Exercise goal: Which lines of the data include the string "pinstriped"? List them all.

Data for review:
*** Block opens ***

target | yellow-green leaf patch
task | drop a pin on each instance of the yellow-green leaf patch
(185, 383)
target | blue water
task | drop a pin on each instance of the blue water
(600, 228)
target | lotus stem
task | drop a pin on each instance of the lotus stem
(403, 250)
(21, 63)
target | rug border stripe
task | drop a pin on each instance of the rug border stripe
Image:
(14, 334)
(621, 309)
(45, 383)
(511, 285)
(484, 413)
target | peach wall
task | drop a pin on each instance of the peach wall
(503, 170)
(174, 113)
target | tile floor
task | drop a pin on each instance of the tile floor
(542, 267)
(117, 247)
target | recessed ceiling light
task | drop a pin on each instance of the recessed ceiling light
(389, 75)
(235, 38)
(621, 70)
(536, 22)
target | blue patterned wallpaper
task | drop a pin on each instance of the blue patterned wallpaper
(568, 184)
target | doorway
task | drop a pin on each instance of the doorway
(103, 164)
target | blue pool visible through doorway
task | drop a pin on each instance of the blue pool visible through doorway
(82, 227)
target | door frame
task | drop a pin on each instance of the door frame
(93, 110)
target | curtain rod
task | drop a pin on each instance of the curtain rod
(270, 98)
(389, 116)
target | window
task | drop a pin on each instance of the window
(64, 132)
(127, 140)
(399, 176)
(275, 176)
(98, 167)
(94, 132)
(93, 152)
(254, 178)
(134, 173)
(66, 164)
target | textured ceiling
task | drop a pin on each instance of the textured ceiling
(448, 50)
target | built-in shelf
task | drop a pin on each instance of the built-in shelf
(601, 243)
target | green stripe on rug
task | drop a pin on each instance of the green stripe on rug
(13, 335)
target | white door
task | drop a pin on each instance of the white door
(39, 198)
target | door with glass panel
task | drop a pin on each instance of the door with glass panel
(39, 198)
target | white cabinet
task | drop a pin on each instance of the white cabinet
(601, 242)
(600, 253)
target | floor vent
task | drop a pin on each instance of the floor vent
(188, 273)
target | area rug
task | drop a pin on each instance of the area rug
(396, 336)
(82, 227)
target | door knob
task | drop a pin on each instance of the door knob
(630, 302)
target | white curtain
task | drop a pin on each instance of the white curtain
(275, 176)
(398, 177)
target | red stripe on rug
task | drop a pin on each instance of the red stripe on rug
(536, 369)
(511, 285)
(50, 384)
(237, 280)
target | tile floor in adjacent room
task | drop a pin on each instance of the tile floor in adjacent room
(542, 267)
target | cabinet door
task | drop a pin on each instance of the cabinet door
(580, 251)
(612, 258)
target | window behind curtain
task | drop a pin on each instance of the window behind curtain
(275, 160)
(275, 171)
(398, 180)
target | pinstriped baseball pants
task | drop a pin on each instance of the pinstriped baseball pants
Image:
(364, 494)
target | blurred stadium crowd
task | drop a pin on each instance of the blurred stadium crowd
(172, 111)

*** Block closes ***

Response area:
target | pinstriped baseball pants
task | drop a pin on each instance of the pinstriped baseball pants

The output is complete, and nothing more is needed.